WHAT THIS TASK INVOLVES:
A complete, exact copy of the records below is the required result.

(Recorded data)
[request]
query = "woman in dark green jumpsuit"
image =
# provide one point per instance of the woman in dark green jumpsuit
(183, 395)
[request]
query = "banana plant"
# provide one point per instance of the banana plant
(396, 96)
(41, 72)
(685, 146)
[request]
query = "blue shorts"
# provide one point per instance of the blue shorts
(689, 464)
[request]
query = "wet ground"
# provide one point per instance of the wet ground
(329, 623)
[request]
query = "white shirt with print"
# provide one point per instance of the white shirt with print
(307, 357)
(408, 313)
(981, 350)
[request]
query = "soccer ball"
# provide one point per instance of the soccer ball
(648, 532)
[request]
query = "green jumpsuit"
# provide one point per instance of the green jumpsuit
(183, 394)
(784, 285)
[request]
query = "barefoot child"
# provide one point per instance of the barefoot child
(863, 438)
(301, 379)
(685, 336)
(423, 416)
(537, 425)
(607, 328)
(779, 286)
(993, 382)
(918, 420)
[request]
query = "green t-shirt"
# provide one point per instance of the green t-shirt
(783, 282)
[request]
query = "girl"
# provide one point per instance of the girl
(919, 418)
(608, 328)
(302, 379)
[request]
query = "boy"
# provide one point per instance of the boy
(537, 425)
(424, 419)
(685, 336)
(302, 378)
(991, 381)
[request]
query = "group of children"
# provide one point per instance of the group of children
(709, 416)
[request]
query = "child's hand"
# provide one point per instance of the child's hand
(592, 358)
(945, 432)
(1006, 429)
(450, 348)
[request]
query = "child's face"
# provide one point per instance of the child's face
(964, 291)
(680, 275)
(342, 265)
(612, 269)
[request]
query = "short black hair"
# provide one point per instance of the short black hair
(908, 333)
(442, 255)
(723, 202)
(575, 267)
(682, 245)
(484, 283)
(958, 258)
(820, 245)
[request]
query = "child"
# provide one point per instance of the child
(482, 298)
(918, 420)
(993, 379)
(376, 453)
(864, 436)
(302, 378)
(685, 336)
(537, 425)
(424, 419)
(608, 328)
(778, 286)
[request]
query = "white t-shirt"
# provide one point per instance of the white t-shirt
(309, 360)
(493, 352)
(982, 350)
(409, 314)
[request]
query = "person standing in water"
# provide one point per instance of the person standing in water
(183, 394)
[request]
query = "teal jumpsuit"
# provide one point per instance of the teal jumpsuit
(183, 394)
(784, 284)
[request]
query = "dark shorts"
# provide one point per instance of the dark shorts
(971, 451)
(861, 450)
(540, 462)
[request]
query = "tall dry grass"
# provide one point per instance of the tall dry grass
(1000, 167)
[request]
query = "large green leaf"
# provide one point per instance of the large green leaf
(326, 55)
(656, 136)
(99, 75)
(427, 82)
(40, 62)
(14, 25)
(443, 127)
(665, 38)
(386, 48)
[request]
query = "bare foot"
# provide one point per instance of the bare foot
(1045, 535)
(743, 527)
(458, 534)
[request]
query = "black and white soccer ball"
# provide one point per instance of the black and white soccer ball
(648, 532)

EXERCISE OUTPUT:
[request]
query = "woman in dark green jumpsuit"
image =
# provide one point per instance of the woman in dark green jumpsuit
(183, 395)
[request]
query = "banana plant"
# provide one point per instance of the banana plant
(396, 96)
(41, 72)
(685, 146)
[request]
query = "blue shorts"
# provide one point per instance of the blue shorts
(689, 464)
[request]
query = "wet ground"
# provide one point per instance of the wet ground
(329, 623)
[request]
query = "white shirt with print"
# provide one point per instance of the white shirt with print
(307, 357)
(408, 313)
(981, 350)
[request]
query = "soccer ball"
# provide one point per instance of the soccer ball
(648, 532)
[request]
query = "green jumpsuit"
# provide one point per instance of the green jumpsuit
(183, 394)
(784, 285)
[request]
query = "barefoot child"
# provide one point per instance of the barefoot child
(863, 438)
(301, 379)
(685, 336)
(423, 416)
(537, 425)
(607, 328)
(779, 286)
(993, 382)
(918, 420)
[request]
query = "green t-shirt"
# provide one point per instance of the green t-shirt
(783, 282)
[request]
query = "girl"
# provide one point per instance of the girl
(919, 418)
(608, 328)
(302, 379)
[request]
query = "boy"
# provide one point per instance of the boy
(537, 425)
(424, 419)
(685, 336)
(302, 378)
(991, 381)
[request]
query = "group of children"
# provide one point per instance of the group of children
(709, 416)
[request]
query = "child's hand"
# provide one point per instance of the child's hand
(592, 358)
(945, 432)
(1006, 429)
(450, 348)
[request]
query = "child's face"
# provide one point per instance of the child's face
(964, 291)
(680, 275)
(342, 265)
(612, 269)
[request]
query = "short black hair"
# provide one point per instance of the short black hair
(908, 333)
(442, 255)
(723, 202)
(575, 267)
(682, 245)
(484, 283)
(958, 258)
(820, 245)
[request]
query = "child"
# provide one point per instance of the child
(482, 298)
(918, 420)
(993, 379)
(376, 453)
(864, 436)
(302, 378)
(685, 336)
(537, 425)
(424, 419)
(608, 328)
(778, 286)
[request]
query = "white t-shirt"
# provide one point per instance of the white t-shirt
(309, 360)
(493, 352)
(982, 350)
(409, 314)
[request]
query = "person standing in water"
# provide one point per instance of the person standing in water
(183, 394)
[request]
query = "teal jumpsuit"
# provide one point per instance of the teal jumpsuit
(183, 394)
(784, 284)
[request]
query = "dark shorts"
# provide one point per instance of the dark shorts
(971, 451)
(861, 450)
(540, 462)
[request]
query = "tall dry grass"
# provide one point per instance of the tall dry grass
(1000, 167)
[request]
query = "large green leaf"
# provide one point per instance of the large green leaf
(326, 55)
(656, 136)
(99, 75)
(427, 82)
(40, 62)
(14, 25)
(443, 127)
(665, 38)
(386, 48)
[request]
query = "bare foot"
# provide one point per instance of the bare foot
(1045, 535)
(743, 527)
(458, 534)
[request]
query = "black and white soccer ball"
# provide one point per instance of the black and white soccer ball
(648, 532)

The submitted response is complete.